REQUIREMENT | Put the rows below into a Markdown table with the columns Number and Content, one table row per line of text, skipping blank lines. Leave the pictures out.

DATASET RECORDS |
===
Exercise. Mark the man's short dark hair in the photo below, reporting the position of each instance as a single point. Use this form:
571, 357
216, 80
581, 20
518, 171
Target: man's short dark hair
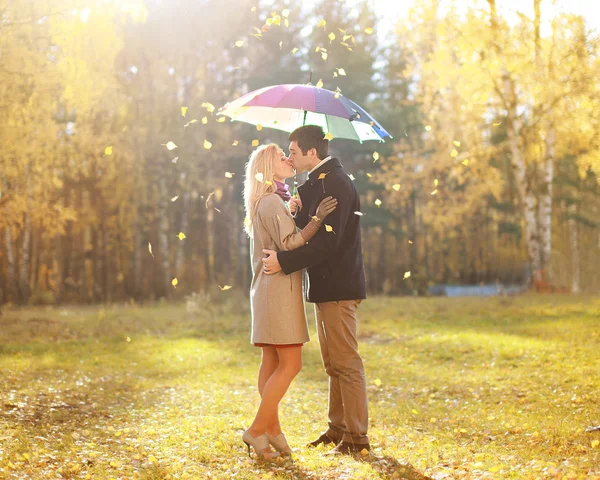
===
SOLUTION TO THIS EXERCISE |
| Number | Content |
|---|---|
| 1 | Exercise. Mark the man's short dark hair in the photo below, reporting the position of each instance as a single point. Use this form: |
| 2 | 571, 357 |
| 3 | 216, 80 |
| 4 | 581, 20 |
| 5 | 518, 171 |
| 6 | Target: man's short dark hair |